_WHAT NEEDS TO BE DONE_: Send back all of the records, each one exactly as written.

[Recorded data]
◇ ◇ ◇ ◇
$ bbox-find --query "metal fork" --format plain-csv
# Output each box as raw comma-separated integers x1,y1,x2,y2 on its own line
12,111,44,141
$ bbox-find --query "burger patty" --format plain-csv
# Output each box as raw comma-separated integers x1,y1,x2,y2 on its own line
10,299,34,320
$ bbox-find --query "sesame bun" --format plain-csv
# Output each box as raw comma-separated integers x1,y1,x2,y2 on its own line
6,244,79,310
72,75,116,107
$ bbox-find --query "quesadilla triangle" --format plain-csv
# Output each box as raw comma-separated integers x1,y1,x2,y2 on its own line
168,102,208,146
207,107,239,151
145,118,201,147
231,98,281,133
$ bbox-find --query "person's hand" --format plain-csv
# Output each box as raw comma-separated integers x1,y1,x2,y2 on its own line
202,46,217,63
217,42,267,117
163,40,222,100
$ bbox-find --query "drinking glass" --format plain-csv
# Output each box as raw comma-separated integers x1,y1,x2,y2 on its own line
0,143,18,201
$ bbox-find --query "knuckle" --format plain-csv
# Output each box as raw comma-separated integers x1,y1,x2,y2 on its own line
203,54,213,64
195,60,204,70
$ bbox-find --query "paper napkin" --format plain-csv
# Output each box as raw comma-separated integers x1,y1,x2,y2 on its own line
◇ ◇ ◇ ◇
_TASK OUTPUT_:
$ bbox-find --query "metal fork" --format plain-csv
# Output each box as raw comma-separated integers x1,y1,x2,y2 on its own line
12,111,44,141
$ bbox-find --query "burger patty" --format plain-csv
# Output each box as raw comma-separated integers x1,y1,x2,y2 on its own line
10,299,34,320
$ bbox-find --query "sesame bun" --format plain-csv
# Output each box as raw comma-separated integers x1,y1,x2,y2 on its own line
6,244,79,310
72,75,116,107
$ bbox-find --query "quesadilla triangle" --format plain-csv
# Output each box as raw comma-separated integers x1,y1,x2,y2 on its own line
168,102,208,146
207,107,239,151
145,118,201,147
231,98,281,133
$ bbox-find --query "person's hand" --format plain-csv
# Output each box as raw comma-separated integers x1,y1,x2,y2 on its own line
202,46,217,63
217,42,267,117
163,40,222,100
$ bbox-find --query "drinking glass" --format plain-csv
# Output each box as raw comma-separated integers x1,y1,x2,y2 on its own line
0,143,18,201
$ bbox-find --query "knuckle" --format plain-csv
# Output each box as raw comma-separated integers x1,y1,x2,y2 on its own line
203,54,213,64
195,60,204,70
$ bbox-find --query "paper napkin" --format plain-csv
# Output each box as raw comma-separated integers x1,y1,x2,y2 on its own line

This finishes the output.